• **EXTRACTO DE LA PÁGINA**
○ ○ ○
La apreciación exacta de su salida no estorba que aceptemos que el suyo —su obra y su conducta- es un caso de valentía estimativa, de atrevimiento profético resuelto en la pusilanimidad ejecutiva y en una rigidez ideológica que le impidió comprender las remezones sociales, políticas, culturales que un día le parecieron inevitables. Y llegó hasta ahí: hasta colaborar en hacer ostensibles los males y a convocar su cura. Jamás a participar en el remedio, distinto y opuesto, como sino, a la norma con que el mal (léase dependencia política, injusticia social) podría reformarse para proseguir perpetuándose.
A contrapelo de las aprensiones, hay que despojar a Jorge Mañach de sus estigmas. No de las llagas que él mismo se causó, sino de las que sus enemigos políticos le estamparon, con clavos que pretendieron nunca oxidarse. Nunca un despojo será tan legítimo. Porque la cultura cubana, en nombre de la política, no puede seguir prescindiendo del autor de La crisis de la alta cultura. Desde mi pequeñez empecé a reivindicarlo dos o tres años después de su deceso, sin ser consciente aún de estar asumiendo una postura ética de auténtica raíz revolucionaria: aceptar y respetar a todo hombre honrado y toda obra de valores formales y conceptuales, aunque los identificara un lema contrario al mío en lo político o filosófico.
○ ○ ○
• **DATOS DISPONIBLES**
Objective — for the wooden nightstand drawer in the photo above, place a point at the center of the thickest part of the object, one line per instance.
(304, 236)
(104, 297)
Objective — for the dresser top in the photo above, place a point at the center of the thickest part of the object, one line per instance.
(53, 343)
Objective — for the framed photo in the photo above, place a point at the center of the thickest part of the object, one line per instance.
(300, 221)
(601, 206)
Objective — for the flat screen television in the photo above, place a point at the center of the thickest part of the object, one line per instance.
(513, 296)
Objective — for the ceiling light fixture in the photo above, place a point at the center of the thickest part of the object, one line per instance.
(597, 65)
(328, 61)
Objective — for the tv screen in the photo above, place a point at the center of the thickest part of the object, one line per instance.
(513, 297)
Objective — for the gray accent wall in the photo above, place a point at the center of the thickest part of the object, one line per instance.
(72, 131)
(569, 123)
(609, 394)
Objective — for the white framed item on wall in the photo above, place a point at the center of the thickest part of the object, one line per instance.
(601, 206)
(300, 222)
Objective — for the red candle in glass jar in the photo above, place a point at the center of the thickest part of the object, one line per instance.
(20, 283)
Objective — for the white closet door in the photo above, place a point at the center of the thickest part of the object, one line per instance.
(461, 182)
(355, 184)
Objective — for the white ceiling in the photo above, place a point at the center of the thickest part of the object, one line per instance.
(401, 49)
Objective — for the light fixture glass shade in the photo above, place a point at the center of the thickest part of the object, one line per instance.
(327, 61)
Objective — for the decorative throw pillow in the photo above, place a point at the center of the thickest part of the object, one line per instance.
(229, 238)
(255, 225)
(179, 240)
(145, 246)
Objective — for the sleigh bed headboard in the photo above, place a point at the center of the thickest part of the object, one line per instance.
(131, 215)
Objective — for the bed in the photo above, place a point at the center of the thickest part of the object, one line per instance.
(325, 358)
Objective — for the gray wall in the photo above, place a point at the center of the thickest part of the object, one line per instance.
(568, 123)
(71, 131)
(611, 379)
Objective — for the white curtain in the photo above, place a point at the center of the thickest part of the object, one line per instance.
○ ○ ○
• **TAREAS DEL EJERCICIO**
A. En el extracto sobre Jorge Mañach, ¿cuándo empezó quien escribe a reivindicarlo?
B. Por favor, prosigue el extracto sobre Jorge Mañach a partir de su última oración.
Los ítems no desempeñan ningún papel aquí.

• **RESPUESTAS DEL EJERCICIO**
A. Dos o tres años después de su deceso.

B.
De hecho el proceso de su reivindicación literaria avanza. Martí, el Apóstol, Estampas de San Cristóbal y varios de sus principales ensayos han sido publicados en los últimos diez años en Cuba. Y en las universidades, al menos en las facultades o escuelas de comunicación social ciertos profesores lo muestran como modelo clave. El argumento parece incontestable: Estamos aún aguardando al creador de hoy, al estilista actual, que escriba sobre La Habana o sobre los cubanos y los entresijos de su conciencia, páginas iguales o mejores. ¿Quién puede oponerse? La obra carece de filiación partidista cuando, sobrada de calidad, se aleja del tiempo para estar en todos los tiempos.